▸ **EXERCISE PROMPT**
Copy each of the following entries word for word, keeping every line as it stands.

▸ **DATA FOR THIS TASK**
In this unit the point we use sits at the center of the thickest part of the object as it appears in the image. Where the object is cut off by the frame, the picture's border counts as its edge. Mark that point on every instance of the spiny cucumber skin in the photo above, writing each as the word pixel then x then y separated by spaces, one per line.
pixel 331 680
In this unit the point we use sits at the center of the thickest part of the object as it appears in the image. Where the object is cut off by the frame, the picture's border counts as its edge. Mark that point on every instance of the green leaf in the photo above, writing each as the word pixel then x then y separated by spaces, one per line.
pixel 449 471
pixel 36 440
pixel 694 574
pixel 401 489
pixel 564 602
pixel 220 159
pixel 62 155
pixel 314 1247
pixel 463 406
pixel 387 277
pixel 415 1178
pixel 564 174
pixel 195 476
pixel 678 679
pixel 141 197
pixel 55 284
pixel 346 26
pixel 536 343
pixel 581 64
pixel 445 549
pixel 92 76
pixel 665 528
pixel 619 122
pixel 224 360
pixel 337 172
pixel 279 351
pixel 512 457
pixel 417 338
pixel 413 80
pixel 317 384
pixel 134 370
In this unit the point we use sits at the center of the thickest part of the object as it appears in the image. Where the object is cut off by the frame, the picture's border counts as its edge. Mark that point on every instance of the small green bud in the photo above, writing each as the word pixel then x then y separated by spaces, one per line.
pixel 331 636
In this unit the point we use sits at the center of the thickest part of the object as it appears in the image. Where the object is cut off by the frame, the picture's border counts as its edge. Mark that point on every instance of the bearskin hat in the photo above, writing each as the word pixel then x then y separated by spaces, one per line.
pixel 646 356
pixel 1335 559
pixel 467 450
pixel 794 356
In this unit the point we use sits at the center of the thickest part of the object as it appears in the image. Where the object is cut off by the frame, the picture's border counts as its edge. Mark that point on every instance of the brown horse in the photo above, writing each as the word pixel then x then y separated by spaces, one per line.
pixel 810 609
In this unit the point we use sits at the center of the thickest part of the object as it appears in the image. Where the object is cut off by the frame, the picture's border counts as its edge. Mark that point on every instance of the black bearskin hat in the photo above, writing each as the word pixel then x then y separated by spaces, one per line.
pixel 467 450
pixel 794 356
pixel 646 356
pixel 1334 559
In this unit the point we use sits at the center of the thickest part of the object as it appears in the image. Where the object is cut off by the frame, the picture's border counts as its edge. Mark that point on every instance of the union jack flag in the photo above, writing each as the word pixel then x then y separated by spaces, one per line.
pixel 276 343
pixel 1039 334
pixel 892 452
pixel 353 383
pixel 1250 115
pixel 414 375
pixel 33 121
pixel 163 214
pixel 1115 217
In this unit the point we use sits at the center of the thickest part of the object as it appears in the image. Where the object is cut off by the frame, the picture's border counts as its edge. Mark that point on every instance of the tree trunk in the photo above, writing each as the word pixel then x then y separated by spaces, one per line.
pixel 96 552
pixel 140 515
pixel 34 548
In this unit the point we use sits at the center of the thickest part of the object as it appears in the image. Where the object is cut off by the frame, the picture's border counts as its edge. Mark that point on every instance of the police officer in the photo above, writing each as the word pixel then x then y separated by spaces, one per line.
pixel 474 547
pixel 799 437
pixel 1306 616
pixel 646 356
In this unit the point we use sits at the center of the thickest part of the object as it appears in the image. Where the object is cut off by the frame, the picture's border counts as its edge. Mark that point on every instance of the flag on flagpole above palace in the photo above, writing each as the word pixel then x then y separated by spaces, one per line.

▸ **WRITTEN RESPONSE**
In this unit the point we use sits at the center of the thickest part of the object as it appears in the image. Where the object is cut off by the frame, the picture's border counts as its edge. Mark that point on every instance of the spiny cucumber skin in the photo above, writing each as the word pixel then x then y separated by spaces, one per line.
pixel 331 680
In this unit the point we use sits at the center of the thickest part of the object as it appears in the image. Where the object is cut off by the frame, the picture's border counts as its edge. Mark that point on every instance of the green leaf in the photo above, writing each as the word pixel then x then y separated by spaces, one per line.
pixel 449 471
pixel 36 440
pixel 694 574
pixel 401 489
pixel 564 602
pixel 220 159
pixel 62 155
pixel 314 1247
pixel 463 406
pixel 387 277
pixel 415 1178
pixel 564 174
pixel 195 476
pixel 678 679
pixel 141 197
pixel 55 284
pixel 346 26
pixel 536 343
pixel 581 64
pixel 445 549
pixel 92 76
pixel 665 528
pixel 619 122
pixel 224 360
pixel 337 172
pixel 279 351
pixel 512 457
pixel 417 338
pixel 413 80
pixel 317 384
pixel 134 370
In this unit the point we use sits at the center of the thickest part of the object as it appears in the image. Where the object is cut off by the frame, the picture's border counts as its edge. Mark that point on every instance of the small green bud in the photo above, writing each as the word pixel then x then y separated by spaces, one per line.
pixel 331 636
In this unit the point we use sits at the center of the thickest part of the object as it appears in the image. Where the object is cut off by the frame, the picture's border counts as its edge. Mark that point on every instance of the bearskin hat in the photo above, writing each as the word pixel then x then y separated by spaces, one per line.
pixel 646 356
pixel 1335 559
pixel 467 450
pixel 794 356
In this unit the point we use sits at the center of the thickest part of the object as it appears in the image. Where the object is cut off by the frame, the picture's border counts as its edge. Mark that point on every instance of the brown horse in the photo above, writing each as the word pixel then x then y separated by spaces, one per line.
pixel 810 609
In this unit the point we use sits at the center of the thickest part of the object as it appears in the image. Where the object is cut off by the frame, the picture's border counts as its edge. Mark that point on every instance of the black bearskin hat in the photo above, writing each as the word pixel then x then y separated by spaces, one per line.
pixel 467 450
pixel 794 356
pixel 646 356
pixel 1334 559
In this unit the point we use sits at the center of the thickest part of the object as it appears in the image. Where the object is cut off by the frame, the picture's border counts as its edge. Mark that point on every instance of the union jack flag in the photo above, writing each as the word pixel then x then y separated by spaces, one per line.
pixel 276 343
pixel 1039 334
pixel 892 452
pixel 353 383
pixel 1250 115
pixel 414 375
pixel 33 121
pixel 163 214
pixel 1115 217
In this unit the point we use sits at the center of the thickest part of the object as it appears in the image. Where the object is cut off by the frame, the picture's border counts as its edge. Mark that point on every instance of the tree trunk in the photo above, writing each as the word pixel then x then y separated by spaces, one per line.
pixel 96 552
pixel 140 515
pixel 34 548
In this unit the point we use sits at the center of the thickest part of the object as it appears in the image. Where the object is cut off by the frame, the picture's border counts as its edge. Mark that point on every instance of the police officer in the photo above, writing each as the word pixel then x then y separated by spaces, one per line.
pixel 474 547
pixel 799 437
pixel 1306 616
pixel 646 356
In this unit the point we use sits at the center of the thickest part of the object as it appears in the image. Where the object is cut off by the frame, the picture's border counts as its edge. Mark that point on every instance of the flag on flagpole above palace in the photo above, writing each as the word pixel then x then y separated by spaces, one per line.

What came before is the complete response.